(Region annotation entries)
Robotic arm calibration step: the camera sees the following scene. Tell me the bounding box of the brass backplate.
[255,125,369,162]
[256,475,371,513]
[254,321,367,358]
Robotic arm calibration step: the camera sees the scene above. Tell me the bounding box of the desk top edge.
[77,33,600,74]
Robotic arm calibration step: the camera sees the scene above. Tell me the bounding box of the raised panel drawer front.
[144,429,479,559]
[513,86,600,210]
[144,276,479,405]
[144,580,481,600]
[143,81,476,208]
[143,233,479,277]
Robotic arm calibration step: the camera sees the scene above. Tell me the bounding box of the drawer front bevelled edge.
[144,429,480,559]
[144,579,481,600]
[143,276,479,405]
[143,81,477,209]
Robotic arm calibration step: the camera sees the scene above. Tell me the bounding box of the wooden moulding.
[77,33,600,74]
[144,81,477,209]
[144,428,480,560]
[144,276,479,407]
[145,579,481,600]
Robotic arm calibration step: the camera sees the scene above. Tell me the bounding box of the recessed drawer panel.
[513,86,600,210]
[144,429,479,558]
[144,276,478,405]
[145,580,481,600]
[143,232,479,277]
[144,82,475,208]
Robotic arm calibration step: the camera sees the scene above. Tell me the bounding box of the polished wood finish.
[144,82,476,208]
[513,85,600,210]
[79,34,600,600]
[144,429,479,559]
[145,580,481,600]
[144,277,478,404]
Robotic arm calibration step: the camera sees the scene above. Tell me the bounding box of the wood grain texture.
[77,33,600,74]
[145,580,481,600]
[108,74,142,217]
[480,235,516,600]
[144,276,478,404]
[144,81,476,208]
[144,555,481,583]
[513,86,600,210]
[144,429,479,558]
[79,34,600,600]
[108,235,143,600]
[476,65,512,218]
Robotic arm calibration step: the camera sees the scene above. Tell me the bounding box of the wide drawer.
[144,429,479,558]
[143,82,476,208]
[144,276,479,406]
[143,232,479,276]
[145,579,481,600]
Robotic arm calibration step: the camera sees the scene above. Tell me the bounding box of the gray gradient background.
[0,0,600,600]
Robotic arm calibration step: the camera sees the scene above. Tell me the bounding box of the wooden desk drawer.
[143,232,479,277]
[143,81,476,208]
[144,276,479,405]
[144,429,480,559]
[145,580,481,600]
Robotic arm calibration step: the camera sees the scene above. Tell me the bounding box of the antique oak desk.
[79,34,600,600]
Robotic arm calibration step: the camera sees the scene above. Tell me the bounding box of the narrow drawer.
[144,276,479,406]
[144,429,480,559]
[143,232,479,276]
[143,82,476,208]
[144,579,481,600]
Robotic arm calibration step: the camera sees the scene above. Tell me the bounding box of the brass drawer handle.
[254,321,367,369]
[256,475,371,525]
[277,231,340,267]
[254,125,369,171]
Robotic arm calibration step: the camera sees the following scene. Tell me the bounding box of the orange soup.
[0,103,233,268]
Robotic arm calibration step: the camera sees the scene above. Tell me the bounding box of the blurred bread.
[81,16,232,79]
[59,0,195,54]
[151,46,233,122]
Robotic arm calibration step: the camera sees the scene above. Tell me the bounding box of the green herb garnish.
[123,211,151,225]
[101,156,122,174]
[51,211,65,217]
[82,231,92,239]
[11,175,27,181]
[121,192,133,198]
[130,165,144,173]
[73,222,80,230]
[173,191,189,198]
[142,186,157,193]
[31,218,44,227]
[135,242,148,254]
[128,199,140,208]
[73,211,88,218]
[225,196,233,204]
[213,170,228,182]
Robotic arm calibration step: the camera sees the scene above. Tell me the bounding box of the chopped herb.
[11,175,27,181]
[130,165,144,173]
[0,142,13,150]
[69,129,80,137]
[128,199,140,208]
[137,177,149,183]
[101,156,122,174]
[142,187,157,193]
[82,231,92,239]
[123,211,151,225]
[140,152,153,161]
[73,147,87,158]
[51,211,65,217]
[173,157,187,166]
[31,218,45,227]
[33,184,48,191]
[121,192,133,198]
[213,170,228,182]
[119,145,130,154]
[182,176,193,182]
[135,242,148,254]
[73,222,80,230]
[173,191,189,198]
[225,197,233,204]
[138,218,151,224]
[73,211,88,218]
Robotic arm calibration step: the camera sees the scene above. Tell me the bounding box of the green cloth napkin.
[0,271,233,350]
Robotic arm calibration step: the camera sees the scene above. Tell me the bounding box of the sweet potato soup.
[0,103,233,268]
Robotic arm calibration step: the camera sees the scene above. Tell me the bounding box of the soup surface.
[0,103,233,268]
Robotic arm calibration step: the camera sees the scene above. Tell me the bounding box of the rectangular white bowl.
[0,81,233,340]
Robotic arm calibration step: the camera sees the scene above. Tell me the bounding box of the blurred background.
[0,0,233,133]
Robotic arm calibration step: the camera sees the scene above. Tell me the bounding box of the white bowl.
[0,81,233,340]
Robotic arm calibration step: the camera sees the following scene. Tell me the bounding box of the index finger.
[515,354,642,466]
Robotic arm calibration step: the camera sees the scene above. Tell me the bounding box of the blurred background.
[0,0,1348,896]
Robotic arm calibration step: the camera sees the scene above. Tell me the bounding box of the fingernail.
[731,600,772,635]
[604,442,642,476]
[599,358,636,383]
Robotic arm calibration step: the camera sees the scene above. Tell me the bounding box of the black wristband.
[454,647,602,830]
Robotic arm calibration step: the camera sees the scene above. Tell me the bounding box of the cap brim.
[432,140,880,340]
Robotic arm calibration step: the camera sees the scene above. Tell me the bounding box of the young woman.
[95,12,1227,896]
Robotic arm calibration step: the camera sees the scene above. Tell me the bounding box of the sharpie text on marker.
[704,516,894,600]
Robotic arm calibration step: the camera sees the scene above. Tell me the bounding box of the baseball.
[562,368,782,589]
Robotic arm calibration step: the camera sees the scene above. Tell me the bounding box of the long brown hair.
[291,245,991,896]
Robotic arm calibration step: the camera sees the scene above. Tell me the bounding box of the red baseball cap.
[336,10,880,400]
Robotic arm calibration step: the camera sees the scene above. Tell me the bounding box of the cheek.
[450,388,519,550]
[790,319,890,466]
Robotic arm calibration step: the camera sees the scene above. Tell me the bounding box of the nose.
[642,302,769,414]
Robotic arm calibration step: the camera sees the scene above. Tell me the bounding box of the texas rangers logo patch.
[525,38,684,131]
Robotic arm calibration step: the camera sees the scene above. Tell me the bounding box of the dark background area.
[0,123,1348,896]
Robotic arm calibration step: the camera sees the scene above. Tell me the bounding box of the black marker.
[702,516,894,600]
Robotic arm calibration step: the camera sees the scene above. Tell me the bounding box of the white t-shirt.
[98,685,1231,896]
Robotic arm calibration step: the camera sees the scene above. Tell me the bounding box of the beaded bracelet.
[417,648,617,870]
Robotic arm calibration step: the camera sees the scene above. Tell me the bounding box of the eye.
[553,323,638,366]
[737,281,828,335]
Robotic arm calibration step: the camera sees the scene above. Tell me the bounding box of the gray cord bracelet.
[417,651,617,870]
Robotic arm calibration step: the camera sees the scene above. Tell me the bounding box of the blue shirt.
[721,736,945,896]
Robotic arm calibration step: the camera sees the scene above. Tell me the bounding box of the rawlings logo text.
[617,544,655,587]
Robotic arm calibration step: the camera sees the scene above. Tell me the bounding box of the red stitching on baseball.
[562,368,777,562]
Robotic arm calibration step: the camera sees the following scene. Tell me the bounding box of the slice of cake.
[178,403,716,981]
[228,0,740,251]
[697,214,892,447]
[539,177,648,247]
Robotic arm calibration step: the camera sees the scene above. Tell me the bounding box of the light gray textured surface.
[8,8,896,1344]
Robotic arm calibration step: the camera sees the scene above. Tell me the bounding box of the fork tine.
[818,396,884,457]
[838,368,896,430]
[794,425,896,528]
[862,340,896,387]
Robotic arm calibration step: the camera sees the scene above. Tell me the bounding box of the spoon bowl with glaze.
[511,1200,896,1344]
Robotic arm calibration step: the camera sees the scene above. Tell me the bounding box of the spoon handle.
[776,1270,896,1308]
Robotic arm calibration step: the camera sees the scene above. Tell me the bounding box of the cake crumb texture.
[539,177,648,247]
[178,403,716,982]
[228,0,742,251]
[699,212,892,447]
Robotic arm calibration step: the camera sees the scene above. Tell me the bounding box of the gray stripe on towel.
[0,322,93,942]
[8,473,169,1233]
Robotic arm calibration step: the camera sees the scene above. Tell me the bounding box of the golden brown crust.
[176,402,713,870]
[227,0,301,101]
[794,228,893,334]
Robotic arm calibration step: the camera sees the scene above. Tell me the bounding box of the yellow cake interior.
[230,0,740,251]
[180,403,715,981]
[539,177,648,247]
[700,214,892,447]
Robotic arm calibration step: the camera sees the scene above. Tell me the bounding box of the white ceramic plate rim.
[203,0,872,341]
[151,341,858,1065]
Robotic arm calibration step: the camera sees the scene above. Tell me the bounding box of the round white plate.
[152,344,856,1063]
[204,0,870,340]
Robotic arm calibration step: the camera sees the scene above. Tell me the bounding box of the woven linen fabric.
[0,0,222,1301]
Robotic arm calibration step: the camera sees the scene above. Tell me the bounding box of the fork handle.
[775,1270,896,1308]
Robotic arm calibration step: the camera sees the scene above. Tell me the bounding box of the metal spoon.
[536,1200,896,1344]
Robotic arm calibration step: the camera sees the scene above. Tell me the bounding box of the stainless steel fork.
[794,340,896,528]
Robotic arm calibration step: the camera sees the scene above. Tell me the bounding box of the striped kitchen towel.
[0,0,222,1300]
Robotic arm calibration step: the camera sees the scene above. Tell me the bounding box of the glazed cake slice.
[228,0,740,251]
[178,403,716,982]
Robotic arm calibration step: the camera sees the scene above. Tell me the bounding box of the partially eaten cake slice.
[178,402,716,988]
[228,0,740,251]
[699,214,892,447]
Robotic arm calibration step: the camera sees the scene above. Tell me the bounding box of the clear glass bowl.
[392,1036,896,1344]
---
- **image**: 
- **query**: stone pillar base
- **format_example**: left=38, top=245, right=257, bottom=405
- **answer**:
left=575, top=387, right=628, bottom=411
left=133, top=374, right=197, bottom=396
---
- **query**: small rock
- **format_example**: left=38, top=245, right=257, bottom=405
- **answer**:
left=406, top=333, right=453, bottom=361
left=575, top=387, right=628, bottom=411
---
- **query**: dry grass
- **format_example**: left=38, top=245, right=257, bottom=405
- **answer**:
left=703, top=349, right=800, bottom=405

(Prompt) Give as a numbered list the lines that start at the one containing "cake crumb texture." and end after the one containing "[699,212,892,447]", leaving out blank lines.

(Result for this task)
1. Robotic arm calibration step: the camera sees the scene above. Tell me the bounding box of the cake crumb texture.
2. [539,177,648,247]
3. [178,403,716,982]
4. [228,0,742,251]
5. [699,212,892,447]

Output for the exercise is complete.